OPDRACHT – Kun je uit de brief over de COA-audit woordelijk het stuk overschrijven dat begint bij "Brief regering : Uitkomsten" en doorloopt tot en met "deze toezegging gestand."?

TE LEZEN FRAGMENT –
◆ ◆ ◆
Brief regering : Uitkomsten audit van het COA over sociale veiligheid en opvanglocaties
33 042 Centraal Orgaan opvang Asielzoekers (COA)
Nr. 38
BRIEF VAN DE STAATSSECRETARIS VAN JUSTITIE EN VEILIGHEID
Aan de Voorzitter van de Tweede Kamer der Staten-Generaal
Den Haag, 23 september 2020
Op 19 oktober 2018 bood mijn voorganger uw Kamer het rapport aan van de Inspectie
van Justitie en Veiligheid (hierna: Inspectie) over de sociale veiligheid van bewoners
van locaties van het Centraal Orgaan opvang asielzoekers (COA)1. In dit rapport vroeg de Inspectie het COA om na een jaar een audit uit te voeren
en de Inspectie schriftelijk te informeren over de resultaten. Zowel in de brief van
19 oktober 2018 als in het algemeen overleg van 13 december 20182 is toegezegd dat uw Kamer hier ook over zou worden geïnformeerd. Met deze brief doe
ik deze toezegging gestand.
Audit rapport Sociale veiligheid van bewoners
Op 7 juli jongstleden ontving ik van het COA een afschrift van het rapport van de
audit die het COA op dezelfde dag aan de Inspectie heeft aangeboden. Een afschrift
van dat rapport treft u aan als bijlage bij deze brief3. Uit het rapport komt naar voren dat er door het COA veel inspanningen zijn gedaan
om aan de aanbevelingen van de Inspectie tegemoet te komen.
Gezamenlijk ontwikkelde visie, kernwaarden en doelen
De Inspectie gaf in haar rapport destijds aan dat er binnen het COA verschillende
vormen van beleid waren die raakten aan delen van sociale veiligheid, maar dat er
geen sprake was van een integraal en samenhangend beleid ten aanzien van sociale veiligheid
van bewoners van het COA. Door het COA is gewerkt aan een uitvoeringskader Sociale
Veiligheid voor zowel de reguliere als de bijzondere opvang. Dit kader is tot stand
gekomen vanuit de verschillende COA-onderdelen waarbij COA-medewerkers uit het hele
land betrokken waren.
◆ ◆ ◆
AANGELEVERD MATERIAAL –
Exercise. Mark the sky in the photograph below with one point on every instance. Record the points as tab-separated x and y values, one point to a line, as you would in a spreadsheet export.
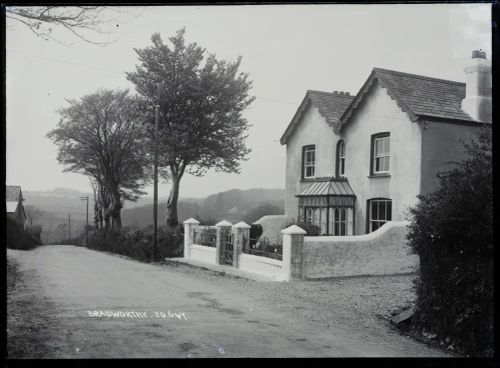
286	49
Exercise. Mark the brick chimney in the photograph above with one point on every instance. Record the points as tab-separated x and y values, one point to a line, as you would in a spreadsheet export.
477	101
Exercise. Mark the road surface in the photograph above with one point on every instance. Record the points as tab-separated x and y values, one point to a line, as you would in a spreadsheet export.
72	302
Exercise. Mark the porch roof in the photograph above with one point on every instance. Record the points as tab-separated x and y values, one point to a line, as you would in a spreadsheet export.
328	187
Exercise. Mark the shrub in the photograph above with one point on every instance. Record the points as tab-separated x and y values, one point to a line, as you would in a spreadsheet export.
18	238
451	231
255	233
137	244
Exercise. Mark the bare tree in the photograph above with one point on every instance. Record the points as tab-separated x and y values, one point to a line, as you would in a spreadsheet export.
79	20
102	135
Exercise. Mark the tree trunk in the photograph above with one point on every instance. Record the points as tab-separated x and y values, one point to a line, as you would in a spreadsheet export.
172	216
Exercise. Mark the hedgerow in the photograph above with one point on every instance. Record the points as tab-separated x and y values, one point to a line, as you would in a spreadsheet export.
452	232
137	244
19	238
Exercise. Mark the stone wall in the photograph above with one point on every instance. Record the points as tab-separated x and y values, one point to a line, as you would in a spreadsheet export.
272	226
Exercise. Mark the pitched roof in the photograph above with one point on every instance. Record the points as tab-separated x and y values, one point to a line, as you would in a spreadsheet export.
330	105
417	95
12	193
328	186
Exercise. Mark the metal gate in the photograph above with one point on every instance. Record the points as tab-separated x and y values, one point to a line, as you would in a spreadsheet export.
226	254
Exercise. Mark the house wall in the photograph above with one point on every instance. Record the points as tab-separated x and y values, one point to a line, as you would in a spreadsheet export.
380	113
382	252
313	129
440	145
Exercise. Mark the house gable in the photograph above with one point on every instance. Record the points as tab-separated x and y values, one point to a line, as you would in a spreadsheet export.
379	113
418	96
329	105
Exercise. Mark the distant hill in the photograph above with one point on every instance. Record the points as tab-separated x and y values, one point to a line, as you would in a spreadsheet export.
233	205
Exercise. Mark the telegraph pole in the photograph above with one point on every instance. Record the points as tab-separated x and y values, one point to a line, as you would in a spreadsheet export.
69	227
155	195
87	227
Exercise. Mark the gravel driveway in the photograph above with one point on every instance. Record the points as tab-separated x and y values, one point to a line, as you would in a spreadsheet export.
61	302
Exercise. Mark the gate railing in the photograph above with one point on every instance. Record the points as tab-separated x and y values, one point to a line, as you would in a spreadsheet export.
205	235
264	248
229	241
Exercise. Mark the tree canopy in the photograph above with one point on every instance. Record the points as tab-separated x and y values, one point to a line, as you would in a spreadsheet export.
102	136
201	101
452	232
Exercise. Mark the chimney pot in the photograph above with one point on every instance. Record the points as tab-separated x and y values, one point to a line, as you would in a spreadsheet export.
478	54
477	102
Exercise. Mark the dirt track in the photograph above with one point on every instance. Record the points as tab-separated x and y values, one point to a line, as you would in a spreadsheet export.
57	287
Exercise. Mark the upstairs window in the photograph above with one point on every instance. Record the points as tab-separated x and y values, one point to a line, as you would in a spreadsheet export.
380	152
340	161
308	161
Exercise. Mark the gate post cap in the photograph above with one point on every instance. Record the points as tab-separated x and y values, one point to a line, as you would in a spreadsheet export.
241	225
223	223
294	230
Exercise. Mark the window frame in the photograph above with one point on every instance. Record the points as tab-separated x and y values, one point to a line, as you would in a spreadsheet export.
374	157
370	221
340	159
304	166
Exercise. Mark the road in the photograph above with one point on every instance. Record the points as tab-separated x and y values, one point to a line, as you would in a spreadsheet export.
63	289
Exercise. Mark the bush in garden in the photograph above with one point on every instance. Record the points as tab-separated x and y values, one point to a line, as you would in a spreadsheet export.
19	238
451	231
255	233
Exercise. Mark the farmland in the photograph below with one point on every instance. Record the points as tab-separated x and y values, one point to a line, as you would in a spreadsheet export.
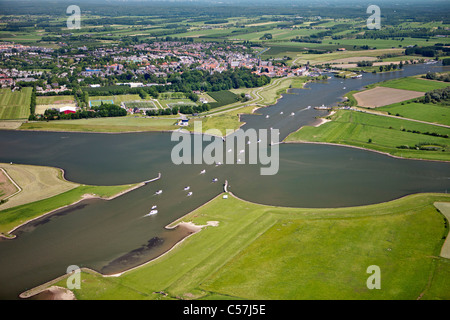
15	105
378	133
257	244
382	96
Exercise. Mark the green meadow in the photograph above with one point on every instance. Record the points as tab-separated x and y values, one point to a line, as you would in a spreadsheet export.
378	133
264	252
413	83
13	217
15	105
437	113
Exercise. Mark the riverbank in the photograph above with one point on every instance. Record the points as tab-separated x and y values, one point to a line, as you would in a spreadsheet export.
231	259
388	135
13	218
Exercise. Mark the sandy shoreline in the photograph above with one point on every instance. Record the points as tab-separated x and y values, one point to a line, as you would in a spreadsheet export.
84	197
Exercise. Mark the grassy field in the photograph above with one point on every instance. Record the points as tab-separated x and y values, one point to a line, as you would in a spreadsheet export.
15	105
263	252
414	84
384	133
15	216
36	182
44	100
382	96
437	113
115	124
222	98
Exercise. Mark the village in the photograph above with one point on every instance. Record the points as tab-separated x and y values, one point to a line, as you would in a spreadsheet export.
55	71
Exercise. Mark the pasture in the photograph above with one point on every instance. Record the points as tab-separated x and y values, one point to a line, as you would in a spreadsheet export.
379	133
264	252
381	96
15	105
437	113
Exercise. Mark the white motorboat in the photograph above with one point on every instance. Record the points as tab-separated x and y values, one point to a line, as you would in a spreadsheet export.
151	213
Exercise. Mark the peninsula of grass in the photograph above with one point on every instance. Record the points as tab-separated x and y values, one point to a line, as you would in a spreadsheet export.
437	113
15	105
13	217
394	136
264	252
412	83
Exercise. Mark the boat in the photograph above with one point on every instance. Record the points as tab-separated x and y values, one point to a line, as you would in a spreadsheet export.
151	213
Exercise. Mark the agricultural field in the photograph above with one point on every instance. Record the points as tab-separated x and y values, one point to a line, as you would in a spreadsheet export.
15	105
379	133
253	245
414	84
222	98
382	96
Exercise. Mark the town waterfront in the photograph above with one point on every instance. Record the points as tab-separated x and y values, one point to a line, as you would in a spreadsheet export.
112	236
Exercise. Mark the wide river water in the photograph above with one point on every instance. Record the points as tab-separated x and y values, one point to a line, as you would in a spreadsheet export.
112	236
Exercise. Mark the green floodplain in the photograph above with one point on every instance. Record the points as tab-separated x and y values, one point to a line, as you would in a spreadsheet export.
264	252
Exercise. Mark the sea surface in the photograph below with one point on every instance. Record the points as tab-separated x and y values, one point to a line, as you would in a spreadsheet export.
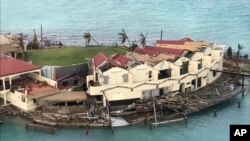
202	126
224	21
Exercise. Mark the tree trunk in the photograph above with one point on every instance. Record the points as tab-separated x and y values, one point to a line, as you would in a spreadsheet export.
95	41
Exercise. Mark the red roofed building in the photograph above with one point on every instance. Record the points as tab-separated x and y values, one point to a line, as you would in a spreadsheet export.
185	43
9	66
176	42
122	59
146	51
153	51
177	52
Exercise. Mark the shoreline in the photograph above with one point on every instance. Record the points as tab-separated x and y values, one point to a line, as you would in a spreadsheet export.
66	119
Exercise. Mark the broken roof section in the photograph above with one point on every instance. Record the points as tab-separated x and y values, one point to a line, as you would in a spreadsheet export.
116	60
9	66
185	43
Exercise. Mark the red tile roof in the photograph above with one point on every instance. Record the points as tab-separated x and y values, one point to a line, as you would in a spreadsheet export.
122	59
165	50
145	51
116	60
152	50
99	59
175	42
9	66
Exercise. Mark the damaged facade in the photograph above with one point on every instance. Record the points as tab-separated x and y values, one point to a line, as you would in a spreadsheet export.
172	66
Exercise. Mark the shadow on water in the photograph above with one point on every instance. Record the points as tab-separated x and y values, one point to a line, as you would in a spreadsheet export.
199	126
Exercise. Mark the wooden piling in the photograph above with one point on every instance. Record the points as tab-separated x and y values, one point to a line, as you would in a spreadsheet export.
215	113
41	127
239	104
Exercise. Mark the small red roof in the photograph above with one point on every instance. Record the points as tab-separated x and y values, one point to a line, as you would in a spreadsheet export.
122	59
175	42
165	50
145	51
9	66
116	60
99	59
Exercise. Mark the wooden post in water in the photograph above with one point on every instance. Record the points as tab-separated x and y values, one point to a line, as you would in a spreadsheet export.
161	34
41	36
155	112
243	83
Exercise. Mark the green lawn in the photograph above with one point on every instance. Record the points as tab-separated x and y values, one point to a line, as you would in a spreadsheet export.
68	55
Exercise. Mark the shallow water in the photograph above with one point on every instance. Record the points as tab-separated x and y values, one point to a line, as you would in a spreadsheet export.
201	126
224	21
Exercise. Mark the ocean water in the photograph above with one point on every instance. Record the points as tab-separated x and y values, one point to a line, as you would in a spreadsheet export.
225	21
202	126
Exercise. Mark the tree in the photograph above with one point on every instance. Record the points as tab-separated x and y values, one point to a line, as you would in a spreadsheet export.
123	37
88	37
240	47
21	44
143	39
34	43
229	52
133	46
245	56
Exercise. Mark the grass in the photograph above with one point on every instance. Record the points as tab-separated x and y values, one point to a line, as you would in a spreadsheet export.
68	55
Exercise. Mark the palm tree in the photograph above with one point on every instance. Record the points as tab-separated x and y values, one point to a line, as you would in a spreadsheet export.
133	46
21	44
143	39
123	37
240	47
229	52
88	37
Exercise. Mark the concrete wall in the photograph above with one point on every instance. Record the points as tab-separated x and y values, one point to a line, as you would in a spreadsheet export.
41	78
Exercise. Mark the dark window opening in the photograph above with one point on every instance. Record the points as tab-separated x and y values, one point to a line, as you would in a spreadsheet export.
200	64
65	83
105	79
161	91
164	74
184	68
199	82
194	83
150	74
96	77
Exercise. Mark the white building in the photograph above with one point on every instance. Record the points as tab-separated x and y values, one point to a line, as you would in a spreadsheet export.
21	83
154	71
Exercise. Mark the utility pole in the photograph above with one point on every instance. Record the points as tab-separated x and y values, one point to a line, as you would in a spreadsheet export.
41	36
161	34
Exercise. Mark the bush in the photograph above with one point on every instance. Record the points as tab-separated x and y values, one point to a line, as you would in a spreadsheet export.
32	45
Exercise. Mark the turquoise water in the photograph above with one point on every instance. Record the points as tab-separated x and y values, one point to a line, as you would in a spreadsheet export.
224	21
200	127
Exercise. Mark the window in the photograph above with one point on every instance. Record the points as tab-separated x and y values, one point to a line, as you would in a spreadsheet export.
105	79
23	98
200	64
214	73
125	77
184	68
96	77
199	82
150	74
164	74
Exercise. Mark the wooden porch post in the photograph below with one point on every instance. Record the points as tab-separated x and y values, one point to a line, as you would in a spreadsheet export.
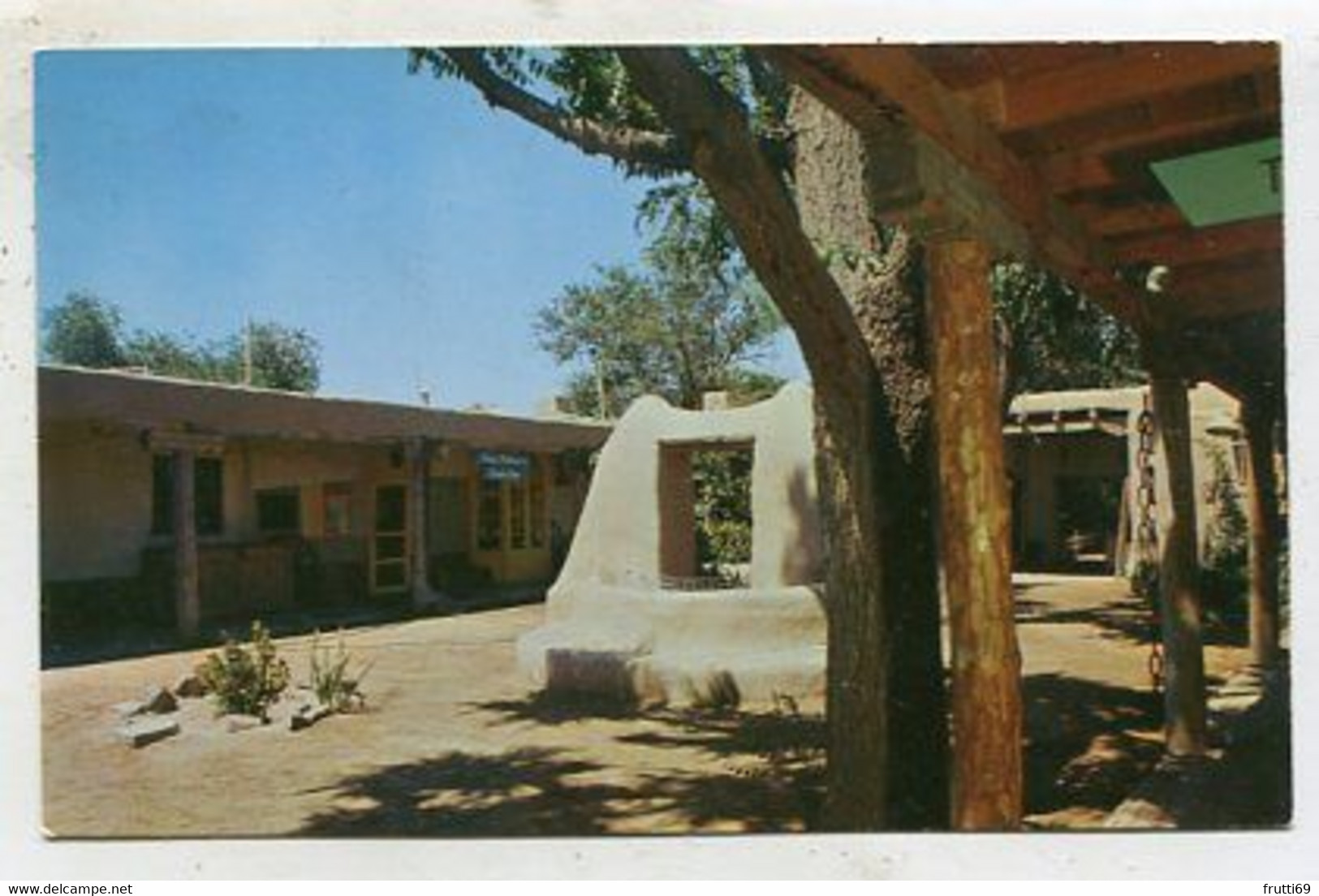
186	578
975	541
418	501
1259	419
1179	566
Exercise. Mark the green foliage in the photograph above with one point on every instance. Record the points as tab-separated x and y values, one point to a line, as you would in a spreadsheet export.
1055	339
282	358
246	678
722	485
1224	575
719	695
86	331
333	678
593	84
688	322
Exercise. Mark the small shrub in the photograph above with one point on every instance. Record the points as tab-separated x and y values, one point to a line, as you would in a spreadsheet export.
719	695
1226	578
333	681
246	678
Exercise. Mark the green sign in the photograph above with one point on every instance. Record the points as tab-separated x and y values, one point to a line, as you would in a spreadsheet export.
1224	185
502	466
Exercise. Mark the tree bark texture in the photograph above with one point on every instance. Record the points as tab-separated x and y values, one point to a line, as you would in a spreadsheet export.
847	387
1260	420
1179	567
881	274
975	540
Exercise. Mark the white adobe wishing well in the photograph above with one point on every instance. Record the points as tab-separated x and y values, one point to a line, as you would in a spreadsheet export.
623	619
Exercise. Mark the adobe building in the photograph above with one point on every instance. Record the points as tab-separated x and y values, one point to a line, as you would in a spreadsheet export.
164	499
631	617
631	614
1072	463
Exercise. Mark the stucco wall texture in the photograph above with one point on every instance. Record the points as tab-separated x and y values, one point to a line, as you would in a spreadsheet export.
614	628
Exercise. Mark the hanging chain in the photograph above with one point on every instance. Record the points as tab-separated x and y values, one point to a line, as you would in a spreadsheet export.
1146	585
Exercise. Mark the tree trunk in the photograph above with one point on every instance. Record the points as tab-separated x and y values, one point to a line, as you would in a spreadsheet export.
768	227
1265	529
1179	567
975	528
856	698
884	282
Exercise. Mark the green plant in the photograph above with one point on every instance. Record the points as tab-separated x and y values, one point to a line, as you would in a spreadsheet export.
718	695
246	678
1224	578
333	681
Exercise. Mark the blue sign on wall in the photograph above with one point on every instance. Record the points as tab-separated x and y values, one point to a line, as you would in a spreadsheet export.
502	466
◆ ◆ ◆
UITGEWERKT ANTWOORD –
Brief regering : Uitkomsten audit van het COA over sociale veiligheid en opvanglocaties
33 042 Centraal Orgaan opvang Asielzoekers (COA)
Nr. 38
BRIEF VAN DE STAATSSECRETARIS VAN JUSTITIE EN VEILIGHEID
Aan de Voorzitter van de Tweede Kamer der Staten-Generaal
Den Haag, 23 september 2020
Op 19 oktober 2018 bood mijn voorganger uw Kamer het rapport aan van de Inspectie
van Justitie en Veiligheid (hierna: Inspectie) over de sociale veiligheid van bewoners
van locaties van het Centraal Orgaan opvang asielzoekers (COA)1. In dit rapport vroeg de Inspectie het COA om na een jaar een audit uit te voeren
en de Inspectie schriftelijk te informeren over de resultaten. Zowel in de brief van
19 oktober 2018 als in het algemeen overleg van 13 december 20182 is toegezegd dat uw Kamer hier ook over zou worden geïnformeerd. Met deze brief doe
ik deze toezegging gestand.